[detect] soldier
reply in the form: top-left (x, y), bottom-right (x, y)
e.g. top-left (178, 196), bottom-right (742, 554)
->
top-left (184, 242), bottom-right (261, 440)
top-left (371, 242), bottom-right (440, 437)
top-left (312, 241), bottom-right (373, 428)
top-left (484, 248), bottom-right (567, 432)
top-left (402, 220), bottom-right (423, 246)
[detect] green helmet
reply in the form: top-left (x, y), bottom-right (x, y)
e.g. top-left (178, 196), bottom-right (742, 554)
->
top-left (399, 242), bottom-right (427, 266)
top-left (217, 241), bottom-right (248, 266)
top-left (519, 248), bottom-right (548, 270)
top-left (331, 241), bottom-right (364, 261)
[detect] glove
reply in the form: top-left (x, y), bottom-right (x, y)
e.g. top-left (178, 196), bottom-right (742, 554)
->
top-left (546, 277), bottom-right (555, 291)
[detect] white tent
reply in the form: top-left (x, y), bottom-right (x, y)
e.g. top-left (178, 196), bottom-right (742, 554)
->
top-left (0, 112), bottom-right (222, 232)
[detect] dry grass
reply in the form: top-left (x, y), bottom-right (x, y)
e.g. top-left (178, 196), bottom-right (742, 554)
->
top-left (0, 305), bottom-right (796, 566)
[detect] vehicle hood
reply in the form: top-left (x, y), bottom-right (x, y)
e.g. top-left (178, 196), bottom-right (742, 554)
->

--

What is being asked: Retype the material in full, character for character.

Solution to the problem:
[detect] soldier
reply in the form: top-left (x, y), bottom-right (x, y)
e.g. top-left (178, 196), bottom-right (742, 554)
->
top-left (184, 242), bottom-right (261, 440)
top-left (371, 242), bottom-right (440, 437)
top-left (312, 241), bottom-right (373, 428)
top-left (484, 248), bottom-right (567, 432)
top-left (402, 220), bottom-right (423, 246)
[detect] green helmet
reply in the form: top-left (x, y), bottom-right (x, y)
e.g. top-left (178, 196), bottom-right (742, 554)
->
top-left (399, 242), bottom-right (427, 266)
top-left (217, 241), bottom-right (248, 266)
top-left (519, 248), bottom-right (548, 270)
top-left (331, 241), bottom-right (364, 261)
[detect] glove
reply in the form: top-left (x, y), bottom-right (x, y)
e.g. top-left (178, 196), bottom-right (742, 554)
->
top-left (546, 277), bottom-right (555, 291)
[detect] white tent
reply in the form: top-left (x, y), bottom-right (x, y)
e.g. top-left (178, 196), bottom-right (742, 554)
->
top-left (0, 112), bottom-right (222, 232)
[detect] dry grass
reply in the form: top-left (x, y), bottom-right (x, y)
e.g. top-left (178, 196), bottom-right (742, 554)
->
top-left (0, 305), bottom-right (796, 566)
[detect] vehicle hood
reply in the form: top-left (x, y), bottom-right (x, y)
e.g. top-left (178, 196), bottom-right (742, 554)
->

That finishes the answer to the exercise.